-- Start MATERIAL --
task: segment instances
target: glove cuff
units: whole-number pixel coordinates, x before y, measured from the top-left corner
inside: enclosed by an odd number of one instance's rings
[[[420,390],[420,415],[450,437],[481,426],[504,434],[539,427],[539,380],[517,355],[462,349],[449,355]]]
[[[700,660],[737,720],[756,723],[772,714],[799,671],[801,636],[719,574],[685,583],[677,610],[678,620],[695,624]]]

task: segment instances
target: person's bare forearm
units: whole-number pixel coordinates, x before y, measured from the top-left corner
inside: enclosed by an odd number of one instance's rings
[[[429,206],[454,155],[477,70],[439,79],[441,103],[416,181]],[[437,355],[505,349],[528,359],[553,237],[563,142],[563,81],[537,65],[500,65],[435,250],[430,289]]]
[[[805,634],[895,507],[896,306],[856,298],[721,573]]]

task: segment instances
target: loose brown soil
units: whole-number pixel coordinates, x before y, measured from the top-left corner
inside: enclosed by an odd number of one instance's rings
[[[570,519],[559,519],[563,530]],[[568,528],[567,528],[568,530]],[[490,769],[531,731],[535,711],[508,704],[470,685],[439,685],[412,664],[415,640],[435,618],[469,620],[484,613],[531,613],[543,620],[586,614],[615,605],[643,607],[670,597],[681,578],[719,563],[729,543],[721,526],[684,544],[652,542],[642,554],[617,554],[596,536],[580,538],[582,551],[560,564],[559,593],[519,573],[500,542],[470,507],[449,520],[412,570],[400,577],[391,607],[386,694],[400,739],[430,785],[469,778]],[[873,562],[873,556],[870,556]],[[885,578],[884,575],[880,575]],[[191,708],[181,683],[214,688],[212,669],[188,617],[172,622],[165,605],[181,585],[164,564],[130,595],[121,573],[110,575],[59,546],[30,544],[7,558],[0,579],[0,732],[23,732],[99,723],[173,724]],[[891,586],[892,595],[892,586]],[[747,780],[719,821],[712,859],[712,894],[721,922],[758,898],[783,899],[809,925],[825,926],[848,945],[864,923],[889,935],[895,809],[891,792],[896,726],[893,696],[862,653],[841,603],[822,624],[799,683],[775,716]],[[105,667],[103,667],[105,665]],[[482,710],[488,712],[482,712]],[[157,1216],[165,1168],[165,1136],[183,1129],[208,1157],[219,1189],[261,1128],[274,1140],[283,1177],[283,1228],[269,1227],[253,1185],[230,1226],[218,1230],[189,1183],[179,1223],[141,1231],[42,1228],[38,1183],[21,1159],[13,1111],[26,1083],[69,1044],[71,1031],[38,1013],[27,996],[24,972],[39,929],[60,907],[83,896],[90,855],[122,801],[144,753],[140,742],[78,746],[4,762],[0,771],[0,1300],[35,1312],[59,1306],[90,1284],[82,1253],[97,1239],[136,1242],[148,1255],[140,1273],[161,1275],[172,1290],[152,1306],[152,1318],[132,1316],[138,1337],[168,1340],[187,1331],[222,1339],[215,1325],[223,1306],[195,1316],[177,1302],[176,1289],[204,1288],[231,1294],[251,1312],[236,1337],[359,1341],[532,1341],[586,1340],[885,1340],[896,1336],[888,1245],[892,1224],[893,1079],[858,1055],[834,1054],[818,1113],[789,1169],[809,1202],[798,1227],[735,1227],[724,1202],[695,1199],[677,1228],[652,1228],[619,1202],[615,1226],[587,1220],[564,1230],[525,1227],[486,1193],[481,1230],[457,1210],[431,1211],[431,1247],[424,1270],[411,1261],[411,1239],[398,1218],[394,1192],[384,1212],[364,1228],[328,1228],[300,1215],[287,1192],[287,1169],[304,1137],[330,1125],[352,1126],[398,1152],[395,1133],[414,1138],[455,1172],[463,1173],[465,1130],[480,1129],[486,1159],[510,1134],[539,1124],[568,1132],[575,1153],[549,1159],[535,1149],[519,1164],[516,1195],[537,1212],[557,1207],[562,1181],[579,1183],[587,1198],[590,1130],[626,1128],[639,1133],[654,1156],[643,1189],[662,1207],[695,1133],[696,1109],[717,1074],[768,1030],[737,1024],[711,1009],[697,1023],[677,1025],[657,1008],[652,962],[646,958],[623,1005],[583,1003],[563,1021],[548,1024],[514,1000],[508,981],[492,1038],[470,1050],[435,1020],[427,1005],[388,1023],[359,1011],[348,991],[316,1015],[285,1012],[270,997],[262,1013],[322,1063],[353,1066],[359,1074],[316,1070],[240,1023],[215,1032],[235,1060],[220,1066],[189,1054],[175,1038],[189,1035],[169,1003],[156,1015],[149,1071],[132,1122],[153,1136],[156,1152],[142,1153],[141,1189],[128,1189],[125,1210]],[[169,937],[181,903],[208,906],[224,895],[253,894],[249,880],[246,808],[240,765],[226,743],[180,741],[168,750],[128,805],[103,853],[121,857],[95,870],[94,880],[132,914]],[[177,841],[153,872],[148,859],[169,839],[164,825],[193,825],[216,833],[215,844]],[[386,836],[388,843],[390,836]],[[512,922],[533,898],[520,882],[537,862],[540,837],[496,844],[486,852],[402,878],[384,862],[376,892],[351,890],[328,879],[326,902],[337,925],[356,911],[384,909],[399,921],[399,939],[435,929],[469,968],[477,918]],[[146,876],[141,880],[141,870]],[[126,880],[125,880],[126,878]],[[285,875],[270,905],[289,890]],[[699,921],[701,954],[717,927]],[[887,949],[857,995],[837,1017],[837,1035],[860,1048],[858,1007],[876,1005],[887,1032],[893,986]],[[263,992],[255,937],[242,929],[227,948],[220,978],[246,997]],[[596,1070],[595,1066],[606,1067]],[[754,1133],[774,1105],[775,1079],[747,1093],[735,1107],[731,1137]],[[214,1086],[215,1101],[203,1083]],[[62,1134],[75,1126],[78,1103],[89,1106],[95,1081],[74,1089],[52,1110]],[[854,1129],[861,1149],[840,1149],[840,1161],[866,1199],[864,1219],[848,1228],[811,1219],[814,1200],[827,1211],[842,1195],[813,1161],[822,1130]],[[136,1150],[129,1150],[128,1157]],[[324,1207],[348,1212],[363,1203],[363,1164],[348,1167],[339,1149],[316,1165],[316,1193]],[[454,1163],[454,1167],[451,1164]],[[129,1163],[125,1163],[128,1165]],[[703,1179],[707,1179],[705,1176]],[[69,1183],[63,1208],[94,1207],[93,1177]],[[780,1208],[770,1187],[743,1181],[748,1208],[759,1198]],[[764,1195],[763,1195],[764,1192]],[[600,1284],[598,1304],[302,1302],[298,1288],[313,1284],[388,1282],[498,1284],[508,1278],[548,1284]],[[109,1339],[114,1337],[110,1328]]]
-- End MATERIAL --
EXERCISE OBJECTIVE »
Transcribe the records above exactly as they appear.

CORRECT RESULT »
task: segment instances
target: glove cuff
units: whole-number pixel coordinates, x before y, measured from the top-left corner
inside: enclosed by an odd number of one instance's rings
[[[420,390],[420,415],[450,437],[481,426],[504,434],[539,427],[539,380],[517,355],[462,349],[449,355]]]
[[[700,660],[737,720],[756,723],[772,714],[799,671],[801,636],[719,574],[685,583],[677,610],[678,620],[695,624]]]

task: segment instances
target: person's bare forearm
units: whole-number pixel coordinates, x before y, measured from the top-left corner
inside: enclosed by an odd number of one instance's rings
[[[429,206],[454,155],[477,70],[439,79],[441,103],[416,181]],[[437,355],[505,349],[528,359],[553,237],[563,142],[563,81],[537,65],[500,65],[435,250],[430,289]]]
[[[805,634],[895,507],[896,306],[856,298],[721,573]]]

task: segment instances
target: loose brown soil
units: whole-number pixel coordinates, x before y, measured from the top-left corner
inside: enclosed by an odd number of one instance's rings
[[[570,519],[559,519],[563,530]],[[568,528],[567,528],[568,530]],[[490,769],[531,731],[535,711],[508,704],[470,685],[439,685],[412,664],[415,640],[435,618],[469,620],[484,613],[531,613],[543,620],[586,614],[615,605],[643,607],[670,597],[681,578],[719,563],[729,543],[721,526],[684,544],[652,542],[642,554],[617,554],[596,536],[580,538],[582,551],[560,564],[559,593],[519,573],[500,542],[470,507],[449,520],[412,570],[400,577],[391,607],[386,694],[400,739],[430,785],[469,778]],[[873,562],[873,556],[870,556]],[[885,578],[884,575],[880,575]],[[191,708],[181,683],[214,688],[212,669],[188,617],[172,622],[165,605],[181,585],[164,564],[130,595],[121,573],[110,575],[59,546],[30,544],[7,558],[0,579],[0,732],[23,732],[99,723],[173,724]],[[891,586],[892,595],[892,586]],[[747,780],[719,821],[712,859],[712,894],[721,922],[758,898],[783,899],[809,925],[825,926],[848,945],[864,923],[889,935],[895,809],[891,792],[896,726],[893,696],[862,653],[841,603],[822,624],[799,683],[775,716]],[[105,667],[103,667],[105,665]],[[482,710],[488,712],[482,712]],[[157,1216],[165,1168],[165,1136],[183,1129],[208,1157],[219,1189],[261,1128],[274,1140],[283,1177],[283,1228],[269,1227],[253,1185],[230,1226],[218,1230],[189,1183],[179,1223],[141,1231],[42,1228],[38,1183],[21,1159],[13,1111],[26,1083],[69,1044],[71,1031],[38,1013],[27,996],[24,972],[39,929],[60,907],[83,896],[90,855],[122,801],[144,753],[140,742],[78,746],[4,762],[0,771],[0,1300],[35,1312],[59,1306],[90,1284],[82,1253],[97,1239],[136,1242],[148,1255],[140,1273],[161,1275],[172,1290],[152,1306],[152,1318],[132,1316],[138,1337],[168,1340],[187,1331],[222,1339],[215,1325],[223,1306],[195,1316],[177,1302],[176,1289],[204,1288],[231,1294],[251,1312],[236,1337],[359,1341],[532,1341],[586,1340],[885,1340],[896,1336],[888,1245],[892,1224],[893,1079],[858,1055],[834,1054],[818,1113],[789,1169],[809,1202],[798,1227],[735,1227],[724,1202],[695,1199],[677,1228],[652,1228],[619,1202],[615,1226],[587,1220],[564,1230],[525,1227],[486,1193],[481,1230],[457,1210],[431,1211],[431,1247],[424,1270],[411,1261],[411,1239],[398,1218],[394,1192],[384,1212],[364,1228],[328,1228],[300,1215],[287,1192],[287,1169],[304,1137],[330,1125],[352,1126],[398,1152],[395,1133],[414,1138],[455,1172],[463,1173],[465,1130],[480,1129],[486,1159],[510,1134],[539,1124],[568,1132],[575,1153],[549,1159],[535,1149],[519,1164],[516,1195],[537,1212],[557,1207],[562,1181],[579,1183],[587,1198],[590,1130],[626,1128],[639,1133],[654,1156],[643,1189],[662,1207],[695,1133],[696,1109],[717,1074],[768,1030],[737,1024],[711,1009],[697,1023],[677,1025],[657,1008],[652,962],[646,958],[623,1005],[583,1003],[563,1021],[548,1024],[514,1000],[508,981],[492,1038],[470,1050],[435,1020],[427,1005],[388,1023],[359,1011],[348,991],[316,1015],[285,1012],[270,997],[262,1013],[322,1063],[353,1066],[359,1074],[316,1070],[240,1023],[215,1032],[235,1060],[220,1066],[189,1054],[175,1038],[189,1035],[169,1003],[156,1015],[149,1071],[132,1122],[153,1136],[156,1152],[142,1153],[141,1189],[128,1189],[125,1210]],[[169,937],[181,903],[208,906],[224,895],[253,894],[249,880],[246,808],[240,765],[226,743],[180,741],[168,750],[128,805],[103,853],[121,857],[95,870],[94,880],[132,914]],[[177,841],[153,872],[148,859],[169,839],[164,825],[193,825],[216,833],[215,844]],[[386,836],[388,843],[390,836]],[[512,922],[533,898],[520,882],[537,862],[540,837],[496,844],[486,852],[402,878],[384,862],[376,892],[351,890],[328,879],[326,902],[337,925],[356,911],[384,909],[399,921],[399,939],[435,929],[469,968],[477,918]],[[146,876],[141,880],[141,870]],[[126,880],[125,880],[126,878]],[[285,875],[270,905],[289,890]],[[699,921],[701,954],[717,927]],[[887,949],[857,995],[837,1017],[837,1035],[860,1048],[858,1007],[876,1005],[887,1032],[893,986]],[[263,992],[255,937],[242,929],[227,948],[220,978],[246,997]],[[596,1070],[595,1066],[606,1067]],[[754,1133],[774,1105],[775,1079],[747,1093],[735,1107],[731,1137]],[[214,1086],[215,1101],[203,1083]],[[62,1134],[75,1126],[78,1103],[89,1106],[95,1081],[74,1089],[52,1110]],[[854,1129],[861,1149],[840,1149],[840,1161],[866,1199],[864,1219],[848,1228],[811,1219],[814,1200],[827,1211],[842,1195],[813,1161],[822,1130]],[[136,1150],[129,1150],[128,1157]],[[324,1207],[348,1212],[363,1203],[363,1164],[348,1167],[339,1149],[316,1165],[316,1193]],[[454,1163],[454,1167],[451,1164]],[[129,1163],[125,1163],[128,1165]],[[703,1179],[707,1179],[705,1176]],[[69,1183],[63,1208],[94,1207],[93,1177]],[[780,1208],[770,1187],[743,1181],[748,1208],[759,1198]],[[764,1195],[763,1195],[764,1192]],[[600,1284],[598,1304],[302,1302],[298,1288],[313,1284],[388,1282],[498,1284],[508,1278],[548,1284]],[[109,1339],[114,1337],[110,1328]]]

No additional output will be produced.